Written problem
Copy the data below verbatim, from the line that contains "like [25, 32]." down to the last line of the data, including both ends.

=====

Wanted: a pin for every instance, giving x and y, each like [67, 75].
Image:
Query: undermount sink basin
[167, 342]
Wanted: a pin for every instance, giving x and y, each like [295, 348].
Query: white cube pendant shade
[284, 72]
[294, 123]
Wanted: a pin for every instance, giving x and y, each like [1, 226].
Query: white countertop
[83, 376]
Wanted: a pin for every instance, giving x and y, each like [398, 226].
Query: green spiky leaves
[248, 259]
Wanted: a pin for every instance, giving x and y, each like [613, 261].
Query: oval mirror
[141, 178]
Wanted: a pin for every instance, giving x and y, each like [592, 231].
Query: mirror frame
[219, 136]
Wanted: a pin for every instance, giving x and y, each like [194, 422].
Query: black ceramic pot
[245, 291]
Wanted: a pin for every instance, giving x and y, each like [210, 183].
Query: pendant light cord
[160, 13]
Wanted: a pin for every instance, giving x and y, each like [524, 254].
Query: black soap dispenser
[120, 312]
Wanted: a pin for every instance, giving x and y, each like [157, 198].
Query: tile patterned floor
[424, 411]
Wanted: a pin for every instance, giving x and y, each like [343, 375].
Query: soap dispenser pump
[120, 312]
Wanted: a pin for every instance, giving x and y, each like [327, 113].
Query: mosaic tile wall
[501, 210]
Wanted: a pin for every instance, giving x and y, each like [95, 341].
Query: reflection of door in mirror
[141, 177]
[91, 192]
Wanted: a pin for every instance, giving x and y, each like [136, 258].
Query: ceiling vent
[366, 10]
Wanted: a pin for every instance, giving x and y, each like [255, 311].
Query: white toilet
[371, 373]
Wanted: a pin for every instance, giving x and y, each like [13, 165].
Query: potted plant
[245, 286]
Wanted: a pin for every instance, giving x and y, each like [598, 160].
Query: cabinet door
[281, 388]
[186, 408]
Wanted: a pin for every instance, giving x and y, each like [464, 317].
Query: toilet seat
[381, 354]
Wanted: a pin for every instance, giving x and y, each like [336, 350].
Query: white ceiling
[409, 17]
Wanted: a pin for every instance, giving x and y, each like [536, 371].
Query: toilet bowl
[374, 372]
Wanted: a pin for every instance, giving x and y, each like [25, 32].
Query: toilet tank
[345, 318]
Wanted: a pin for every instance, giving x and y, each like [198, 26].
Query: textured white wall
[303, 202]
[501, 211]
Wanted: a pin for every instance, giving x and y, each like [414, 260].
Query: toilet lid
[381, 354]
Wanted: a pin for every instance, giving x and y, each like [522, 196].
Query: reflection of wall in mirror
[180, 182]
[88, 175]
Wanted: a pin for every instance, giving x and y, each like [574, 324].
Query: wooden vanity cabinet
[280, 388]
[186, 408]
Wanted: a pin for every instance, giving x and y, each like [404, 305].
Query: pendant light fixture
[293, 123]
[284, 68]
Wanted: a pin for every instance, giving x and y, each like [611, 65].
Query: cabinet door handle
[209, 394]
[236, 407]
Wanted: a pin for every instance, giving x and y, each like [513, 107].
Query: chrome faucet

=====

Answer to this exercise
Wanted: a pin for every instance, giving x and y, each like [25, 32].
Query: toilet tank
[345, 318]
Wanted: a pin for every instance, giving x and y, each like [198, 26].
Query: textured white wall
[303, 202]
[501, 211]
Wanted: a pin for every instance, giving x and y, each like [414, 260].
Query: toilet lid
[381, 354]
Wanted: a pin for every instance, giving x and y, each like [522, 196].
Query: reflection of wall in mirror
[180, 182]
[88, 175]
Wanted: a pin for every instance, giving x and y, each like [574, 324].
Query: wooden vanity cabinet
[280, 388]
[186, 408]
Wanted: a pin for every instance, giving x and y, each like [404, 305].
Query: pendant light fixture
[293, 123]
[284, 68]
Wanted: a pin for every instance, giving x and y, each like [611, 65].
Query: cabinet door handle
[209, 394]
[236, 407]
Wanted: a pin for every instance, giving x and y, each like [513, 107].
Query: chrome faucet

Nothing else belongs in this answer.